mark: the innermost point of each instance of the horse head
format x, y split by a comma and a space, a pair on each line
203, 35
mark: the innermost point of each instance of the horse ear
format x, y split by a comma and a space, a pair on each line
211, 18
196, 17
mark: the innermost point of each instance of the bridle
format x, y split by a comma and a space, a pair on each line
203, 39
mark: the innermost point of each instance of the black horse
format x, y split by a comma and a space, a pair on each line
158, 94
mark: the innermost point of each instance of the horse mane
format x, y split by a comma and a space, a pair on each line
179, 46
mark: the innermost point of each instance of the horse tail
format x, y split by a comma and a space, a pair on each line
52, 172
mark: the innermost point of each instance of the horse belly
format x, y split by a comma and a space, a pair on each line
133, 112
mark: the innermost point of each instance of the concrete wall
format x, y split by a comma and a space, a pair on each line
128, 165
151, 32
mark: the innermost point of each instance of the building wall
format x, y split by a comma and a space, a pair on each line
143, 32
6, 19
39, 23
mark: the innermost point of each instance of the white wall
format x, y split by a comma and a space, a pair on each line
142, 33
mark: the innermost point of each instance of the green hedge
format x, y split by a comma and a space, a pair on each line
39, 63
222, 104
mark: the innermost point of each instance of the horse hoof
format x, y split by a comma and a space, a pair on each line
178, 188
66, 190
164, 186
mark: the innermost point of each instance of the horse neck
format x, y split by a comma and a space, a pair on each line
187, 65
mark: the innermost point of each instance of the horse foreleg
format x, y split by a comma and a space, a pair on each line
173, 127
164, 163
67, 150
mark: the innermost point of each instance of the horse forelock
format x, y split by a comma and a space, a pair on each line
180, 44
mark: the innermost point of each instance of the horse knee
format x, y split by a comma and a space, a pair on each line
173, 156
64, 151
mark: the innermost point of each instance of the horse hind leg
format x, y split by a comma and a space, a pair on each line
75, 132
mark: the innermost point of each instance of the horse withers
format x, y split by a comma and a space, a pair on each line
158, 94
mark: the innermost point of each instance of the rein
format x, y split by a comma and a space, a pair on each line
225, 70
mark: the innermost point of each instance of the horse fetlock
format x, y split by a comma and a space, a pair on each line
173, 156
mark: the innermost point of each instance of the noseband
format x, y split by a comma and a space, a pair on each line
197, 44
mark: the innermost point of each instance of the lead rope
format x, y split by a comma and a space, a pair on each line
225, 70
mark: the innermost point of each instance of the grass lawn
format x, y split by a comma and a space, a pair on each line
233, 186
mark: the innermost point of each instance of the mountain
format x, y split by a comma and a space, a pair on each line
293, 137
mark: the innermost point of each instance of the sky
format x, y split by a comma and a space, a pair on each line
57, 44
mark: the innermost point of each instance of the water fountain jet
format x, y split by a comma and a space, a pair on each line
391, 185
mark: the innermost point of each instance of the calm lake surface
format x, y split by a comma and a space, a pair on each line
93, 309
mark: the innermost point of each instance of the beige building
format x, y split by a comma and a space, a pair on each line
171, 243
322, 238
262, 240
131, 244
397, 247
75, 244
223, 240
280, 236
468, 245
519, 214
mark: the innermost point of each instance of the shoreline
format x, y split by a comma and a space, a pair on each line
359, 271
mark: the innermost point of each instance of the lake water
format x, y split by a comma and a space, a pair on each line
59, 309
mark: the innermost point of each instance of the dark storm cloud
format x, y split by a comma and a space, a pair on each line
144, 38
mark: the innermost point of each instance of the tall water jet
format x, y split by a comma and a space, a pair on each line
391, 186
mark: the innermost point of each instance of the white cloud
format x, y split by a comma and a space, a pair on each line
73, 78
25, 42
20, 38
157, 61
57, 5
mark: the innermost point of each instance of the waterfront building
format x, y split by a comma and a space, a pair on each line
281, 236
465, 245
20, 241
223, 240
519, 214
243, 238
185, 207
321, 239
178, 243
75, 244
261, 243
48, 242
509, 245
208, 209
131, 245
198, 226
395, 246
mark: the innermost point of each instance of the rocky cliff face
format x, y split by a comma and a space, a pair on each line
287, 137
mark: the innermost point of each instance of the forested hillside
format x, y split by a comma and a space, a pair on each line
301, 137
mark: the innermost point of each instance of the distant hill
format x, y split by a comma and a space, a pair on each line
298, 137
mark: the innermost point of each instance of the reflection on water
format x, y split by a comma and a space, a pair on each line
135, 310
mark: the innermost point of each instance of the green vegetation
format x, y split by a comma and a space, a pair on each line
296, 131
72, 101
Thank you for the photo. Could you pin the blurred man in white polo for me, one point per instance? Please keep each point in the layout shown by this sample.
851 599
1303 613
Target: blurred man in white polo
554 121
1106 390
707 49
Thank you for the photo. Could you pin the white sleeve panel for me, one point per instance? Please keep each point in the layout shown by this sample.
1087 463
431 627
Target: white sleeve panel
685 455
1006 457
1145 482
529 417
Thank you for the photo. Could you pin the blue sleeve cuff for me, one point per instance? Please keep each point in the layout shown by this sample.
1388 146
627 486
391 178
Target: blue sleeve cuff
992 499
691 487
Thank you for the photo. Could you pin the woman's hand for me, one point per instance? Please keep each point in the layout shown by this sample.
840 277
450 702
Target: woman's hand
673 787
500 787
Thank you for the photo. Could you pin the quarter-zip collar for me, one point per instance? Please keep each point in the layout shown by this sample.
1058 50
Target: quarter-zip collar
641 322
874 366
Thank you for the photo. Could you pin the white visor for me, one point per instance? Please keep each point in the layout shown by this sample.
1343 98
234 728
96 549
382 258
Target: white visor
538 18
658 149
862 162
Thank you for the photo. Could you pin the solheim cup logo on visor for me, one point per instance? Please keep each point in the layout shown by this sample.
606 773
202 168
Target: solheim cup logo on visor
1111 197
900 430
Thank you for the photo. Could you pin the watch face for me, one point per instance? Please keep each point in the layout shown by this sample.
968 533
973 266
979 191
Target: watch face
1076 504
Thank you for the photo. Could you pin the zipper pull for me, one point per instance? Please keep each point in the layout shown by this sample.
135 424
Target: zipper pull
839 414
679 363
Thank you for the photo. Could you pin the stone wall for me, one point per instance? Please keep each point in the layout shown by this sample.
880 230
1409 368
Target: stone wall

* * * * *

*Problem requirements*. Copy out all of the data exactly, leaving nothing out.

*Solution to this exercise*.
mark: the innermost point of each instance of the horse head
format x, y split by a comma and a space, a pair on each line
203, 35
mark: the innermost point of each instance of the horse ear
format x, y split by a comma and a space, a pair on each line
211, 18
196, 17
mark: the innermost point of each instance of the bridle
format x, y split by a comma and a space, a pair on each line
203, 39
mark: the innermost point of each instance of the black horse
format x, y split by a comma and a space, a pair on each line
158, 94
mark: the innermost point of each instance of the horse mane
format x, y split by a comma and a space, a pair on each line
179, 46
mark: the innermost point of each instance of the horse tail
format x, y split by a comma and a space, a pair on each line
52, 172
mark: the innermost point of each instance of the horse belly
format x, y split by a comma and a space, a pair on each line
133, 112
mark: the innermost point of each instance of the concrete wall
format x, y split by a comma and a space, a pair on each line
128, 165
151, 32
mark: the innermost point of each instance of the building wall
format x, y split by a comma and a space, a pair on each line
143, 32
6, 19
39, 23
mark: the innermost point of each instance of the white wall
format x, y split by a comma and a space, a pair on each line
142, 33
mark: the innermost point of each instance of the green hedge
format x, y split by a comma and a space, a pair on each line
39, 63
222, 104
mark: the innermost point of each instance of the horse hoof
format x, y split by a comma and a space, a pair on each line
178, 188
66, 190
164, 186
mark: the innermost point of each instance of the horse neck
format x, y split by a comma and a space, a pair on each line
187, 65
mark: the innermost point of each instance of the horse foreleg
format x, y split by a comma and a space, a pair on each line
173, 127
164, 163
67, 150
mark: the innermost point of each instance of the horse forelock
format x, y split by a comma and a space, a pair on each line
180, 44
mark: the innermost point of each instance of the horse knee
format x, y split by a comma and a space, a pair on each line
173, 156
64, 151
mark: the innermost point of each instance of the horse hind leg
format x, y split by a comma and a space, a pair on each line
75, 132
mark: the innermost point of each instance of the horse withers
format x, y split by a comma and a space, a pair on each line
158, 94
mark: the innermost point of each instance of the rein
format x, y split by a comma and a space, a pair on each line
225, 70
mark: the innermost point of each instance of the horse fetlock
format x, y split by a comma and a space, a pair on each line
173, 156
mark: the innermost point of each instance of the noseband
format x, y split by a comma and a space, a pair on each line
197, 44
mark: the innermost point of each instance of the lead rope
format x, y split by a comma and a space, a pair on each line
225, 70
mark: the innermost point of each instance of the grass lawn
format x, y split by a comma and a space, a pair on each line
233, 186
mark: the innermost point of each instance of the mountain
format x, y split by a comma and a space, a pair on each line
293, 137
mark: the innermost point of each instance of the sky
format x, y split by a comma and a space, a pair on each line
57, 44
mark: the innermost point of each instance of the water fountain jet
format x, y split by a comma and a space, a pair on each line
391, 185
mark: the innermost point of each instance of the calm lake surface
format x, y split by a comma and a space, a pair on each line
93, 309
mark: the innermost point of each instance of the beige building
format x, y split by a comma and a space, a pair on each line
171, 243
322, 238
262, 240
131, 244
397, 247
75, 244
223, 240
280, 236
468, 245
519, 214
mark: the innermost point of each instance of the shoreline
format x, y split by a comma and a space, a pair on each line
359, 271
mark: the innermost point of each instance of the lake water
format x, y split by a comma and a space, a pair on each line
59, 309
mark: the innermost point of each instance of the dark storm cloud
format x, y split by a comma and a space, a pair on each line
144, 38
mark: the innermost point of each instance of the tall water jet
format x, y split by a comma and a space, a pair on each line
391, 186
mark: the innermost point of each instance of the white cloud
format x, y split by a comma and a space, a pair on each line
73, 78
25, 42
20, 38
157, 61
57, 5
mark: the innermost point of each instance of the waterfront building
format x, y split by a comma and a space, a pair on each line
281, 236
465, 245
20, 241
223, 240
519, 214
243, 238
185, 207
321, 239
178, 243
75, 244
261, 243
48, 242
509, 245
208, 209
131, 245
198, 226
395, 246
mark: the innermost point of each instance of the rocky cliff face
format x, y split by a comma and a space, a pair on each line
287, 137
mark: the innermost point of each instance of the forested hillside
format x, y split by a comma and a space, a pair on each line
301, 137
mark: the innermost point of each instance of the distant hill
format x, y split by a comma and a space, a pair on each line
298, 137
mark: the innermost point of each instance of the reflection on water
format x, y split by a comma and a space, a pair on each line
135, 310
mark: the innermost point of each instance of the green vegetation
format x, y split by a comma and a space, a pair on each line
296, 131
72, 101
Thank you for the photo. Could you pin the blurred man in white polo for me, one point per instance? Please keep each point in the layout shown by this sample.
851 599
1303 613
Target: blurred man in white polo
554 121
1106 390
707 49
Thank you for the photo. Could you pin the white sleeve panel for me, one point per instance? Please keep each point in the layout shown by this sample.
1087 463
431 627
Target: white sleeve panel
685 455
1006 457
1145 482
529 417
Thank you for the photo. Could you pin the blue sleeve cuff for me, one point per instance? Please keep each point in the layout shown by this sample.
1388 146
627 486
391 178
Target: blue sleeve cuff
992 499
691 487
Thank you for the photo. Could you pin the woman's hand for me, one point per instance? Please keep each point in the layout shown by this sample.
840 277
450 702
Target: woman's hand
673 787
500 787
Thank you for the photo. Could you pin the quarter-zip collar for me, one point per instance? Please keep each point in the layout shown by this sample.
1058 50
Target: quarter-zip collar
641 322
874 366
Thank you for the photo. Could you pin the white visor for me, one point per instance? Please keep each point in the layout shown by this sample.
1343 98
234 728
96 549
382 258
Target: white visor
538 18
658 149
862 162
Thank you for the photo. Could you pin the solheim cup logo on visor for me, one point per instance? Please keep each point in the layout shown by this sample.
606 773
202 168
Target: solheim cup logo on visor
1111 197
900 430
Thank you for the photo. Could you pin the watch face for me, one point per instance? Please keep each point in the layout shown by this sample.
968 533
973 266
979 191
Target: watch face
1076 504
Thank you for the photo. Could you pin the zipper pull for me, one point per instance? Please keep each point in the layout shown by this sample.
135 424
Target: zipper pull
839 414
679 363
Thank you for the photo. Could you pin the stone wall for me, one point per instance? Please keep each point in the layout shown by this sample.
880 230
1409 368
Target: stone wall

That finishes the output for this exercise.